**作業内容 A**
次の(i)〜(iii)の記述が提示文の内容と一致するか判定してください。各記述について「はい」または「いいえ」で答え、判断の根拠となる提示文の語句をそのまま引用すること。
(i) 特許文献1では、カーボン担体の表面凹凸を大きくすることでプロトン伝導過電圧を下げている。
(ii) イオノマーの例としてパーフルオロカーボンスルホン酸樹脂が挙げられている。
(iii) 固体高分子形燃料電池用触媒に対するコストダウンの要望が強まっている。
**作業内容 B**
提示文の「その各社の検討内容の中で、以」から「ンスルホン酸樹脂などがある。」までを、「イオノマー」を「アイオノマー」に置き換えて書き直してください。

**提示文**
====

本発明は、金属粒子担持触媒とその製造方法と、その金属粒子担持触媒を用いた燃料電池に関する。特に、白金を有する金属粒子担持触媒とその製造方法と、その金属粒子担持触媒を用いた燃料電池に関する。
近年、燃料電池の普及に伴い固体高分子形燃料電池用触媒に対して、コストダウンの要望が強くなってきている。
そこで各社様々な改善手段を検討しており、より効率よく白金を活用し、発電性能の向上を目指している。
その各社の検討内容の中で、以下のような技術が開発されている。例えば、金属粒子を担持させる担体であるカーボンを、表面の凹凸が少ないカーボンにする内容である。このことにより、発電に必要なプロトン(H+)が伝導しやすくなり、抵抗成分であるプロトン伝導過電圧を低下させることで発電性能を向上させる内容である(特許文献1)。
特許文献1の内容について、図8(a)、図8(b)を用いて説明する。図8(a)では担体であるカーボン担体131の表面凹凸が大きく、その表面に金属粒子132が担持されている。その上にプロトン伝導固体高分子材料133(以降イオノマーと述べる。)が形成されている。ここでプロトン伝導性固体高分子(イオノマー)は、プロトンが伝導できる固体高分子材料であり、例えばパーフルオロカーボンスルホン酸樹脂などがある。
しかしカーボン担体131の表面凹凸が大きい分、プロトンがイオノマー133から金属粒子132へ伝達するのに距離が長くなり、その結果プロトン伝導過電圧が高くなる。その課題を解決するため、特許文献1では、図8(b)に示すように、カーボン担体131の表面凹凸を小さくし、金属粒子132とイオノマー133の距離を縮め、プロトン伝導過電圧を低くしている。

====

**一連のレコード**
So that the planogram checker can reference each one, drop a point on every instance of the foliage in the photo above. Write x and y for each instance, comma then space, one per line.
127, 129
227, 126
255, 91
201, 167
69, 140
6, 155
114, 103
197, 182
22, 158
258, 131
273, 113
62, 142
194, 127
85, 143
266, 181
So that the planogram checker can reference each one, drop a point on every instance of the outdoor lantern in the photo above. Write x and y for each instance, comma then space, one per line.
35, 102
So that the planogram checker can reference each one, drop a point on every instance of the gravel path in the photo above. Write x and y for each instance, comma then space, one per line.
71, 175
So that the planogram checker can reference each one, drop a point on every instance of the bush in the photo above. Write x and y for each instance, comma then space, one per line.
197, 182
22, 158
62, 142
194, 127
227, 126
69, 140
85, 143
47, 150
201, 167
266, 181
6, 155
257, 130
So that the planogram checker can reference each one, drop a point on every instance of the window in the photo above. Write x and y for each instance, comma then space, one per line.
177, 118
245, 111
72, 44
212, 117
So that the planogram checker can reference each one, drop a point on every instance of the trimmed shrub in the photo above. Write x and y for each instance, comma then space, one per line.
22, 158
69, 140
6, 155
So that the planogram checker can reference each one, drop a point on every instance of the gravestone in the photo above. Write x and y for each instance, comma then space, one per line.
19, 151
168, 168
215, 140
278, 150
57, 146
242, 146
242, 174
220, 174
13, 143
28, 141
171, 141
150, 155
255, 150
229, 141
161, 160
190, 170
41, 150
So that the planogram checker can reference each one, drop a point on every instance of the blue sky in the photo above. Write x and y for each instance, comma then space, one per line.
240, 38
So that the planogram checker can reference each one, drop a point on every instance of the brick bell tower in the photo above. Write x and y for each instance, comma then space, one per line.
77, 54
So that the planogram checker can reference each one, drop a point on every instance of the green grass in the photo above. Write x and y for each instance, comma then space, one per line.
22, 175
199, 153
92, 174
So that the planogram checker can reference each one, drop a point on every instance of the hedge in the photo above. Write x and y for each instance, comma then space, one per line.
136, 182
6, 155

====

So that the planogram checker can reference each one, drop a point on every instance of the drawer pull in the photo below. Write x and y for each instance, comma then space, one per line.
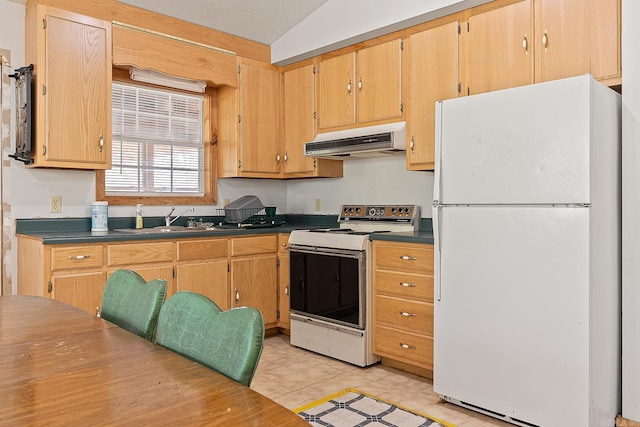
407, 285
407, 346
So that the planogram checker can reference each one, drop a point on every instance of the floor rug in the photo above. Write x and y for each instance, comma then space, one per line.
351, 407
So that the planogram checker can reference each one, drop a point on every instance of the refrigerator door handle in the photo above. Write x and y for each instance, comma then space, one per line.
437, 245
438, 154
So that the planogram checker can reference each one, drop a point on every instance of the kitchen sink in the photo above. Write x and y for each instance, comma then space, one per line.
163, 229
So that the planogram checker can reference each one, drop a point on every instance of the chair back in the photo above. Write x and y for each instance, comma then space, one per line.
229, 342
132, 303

====

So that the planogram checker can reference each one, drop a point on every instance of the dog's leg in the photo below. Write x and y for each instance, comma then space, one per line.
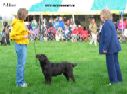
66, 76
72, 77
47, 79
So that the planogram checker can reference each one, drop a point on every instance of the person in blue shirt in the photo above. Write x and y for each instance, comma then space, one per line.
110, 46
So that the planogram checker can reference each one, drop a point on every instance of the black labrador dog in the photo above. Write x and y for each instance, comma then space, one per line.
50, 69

====

**解答全文 A**
(i) いいえ:「カーボン担体131の表面凹凸を小さくし、金属粒子132とイオノマー133の距離を縮め、プロトン伝導過電圧を低くしている」
(ii) はい:「例えばパーフルオロカーボンスルホン酸樹脂などがある」
(iii) はい:「固体高分子形燃料電池用触媒に対して、コストダウンの要望が強くなってきている」

**解答全文 B**
その各社の検討内容の中で、以下のような技術が開発されている。例えば、金属粒子を担持させる担体であるカーボンを、表面の凹凸が少ないカーボンにする内容である。このことにより、発電に必要なプロトン(H+)が伝導しやすくなり、抵抗成分であるプロトン伝導過電圧を低下させることで発電性能を向上させる内容である(特許文献1)。
特許文献1の内容について、図8(a)、図8(b)を用いて説明する。図8(a)では担体であるカーボン担体131の表面凹凸が大きく、その表面に金属粒子132が担持されている。その上にプロトン伝導固体高分子材料133(以降アイオノマーと述べる。)が形成されている。ここでプロトン伝導性固体高分子(アイオノマー)は、プロトンが伝導できる固体高分子材料であり、例えばパーフルオロカーボンスルホン酸樹脂などがある。